(MATERIAL PROVIDED):
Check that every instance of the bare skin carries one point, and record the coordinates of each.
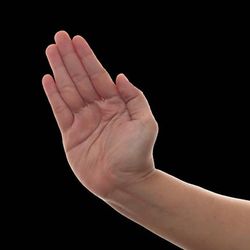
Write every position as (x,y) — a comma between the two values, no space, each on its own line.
(108,133)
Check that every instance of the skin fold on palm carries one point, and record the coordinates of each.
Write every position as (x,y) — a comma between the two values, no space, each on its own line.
(107,128)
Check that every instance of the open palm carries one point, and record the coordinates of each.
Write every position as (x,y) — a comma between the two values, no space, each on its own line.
(108,129)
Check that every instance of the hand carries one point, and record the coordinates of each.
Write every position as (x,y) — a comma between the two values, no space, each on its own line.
(108,129)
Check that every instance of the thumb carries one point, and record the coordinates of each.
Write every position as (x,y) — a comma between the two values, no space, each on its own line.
(135,100)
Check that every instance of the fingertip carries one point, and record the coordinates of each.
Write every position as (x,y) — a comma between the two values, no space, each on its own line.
(47,81)
(122,79)
(50,49)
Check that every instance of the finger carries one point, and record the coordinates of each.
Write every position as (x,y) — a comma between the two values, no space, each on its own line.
(74,67)
(136,102)
(99,77)
(61,111)
(63,81)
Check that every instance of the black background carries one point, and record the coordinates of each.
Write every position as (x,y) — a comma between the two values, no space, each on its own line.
(192,67)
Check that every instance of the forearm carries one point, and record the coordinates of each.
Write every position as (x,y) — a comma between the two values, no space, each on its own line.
(186,215)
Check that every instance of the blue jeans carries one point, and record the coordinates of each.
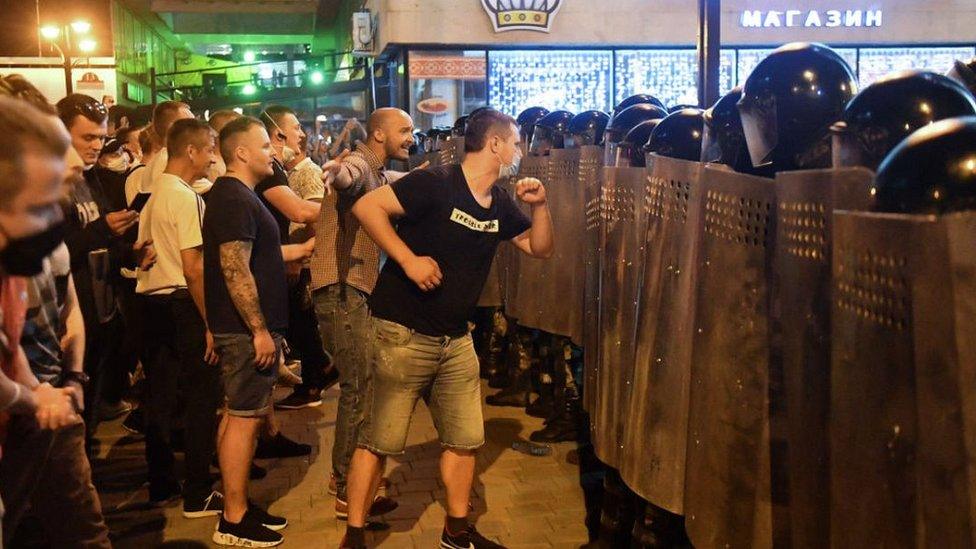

(HOW TO COMPLETE THIS TASK):
Using the listing above, show every line that includes the string "record".

(RESULT OF THE EXERCISE):
Check that every instance of the bare skin carries one point, and record the coordinates of each.
Check that every instance of the skin fold on palm carries one point, and record the coordinates of each.
Check that every instance of the open palm carries one point, and record the coordinates of each.
Check that every instance of the hand carries one point, and record the coordinates of each.
Check that every instance of the thumb carries one point, and record the coordinates of each.
Check that every instance of the fingertip carries one point, and record the coordinates of each.
Check that every instance of the finger carries one point, and record the coordinates of each.
Check that every instance of the black background carries one point, and record the coordinates of each.
Check that every instance of the forearm carries one point, and record the coordinates of each.
Check that every instance of the blue jeans carries one point, and record the coordinates of each.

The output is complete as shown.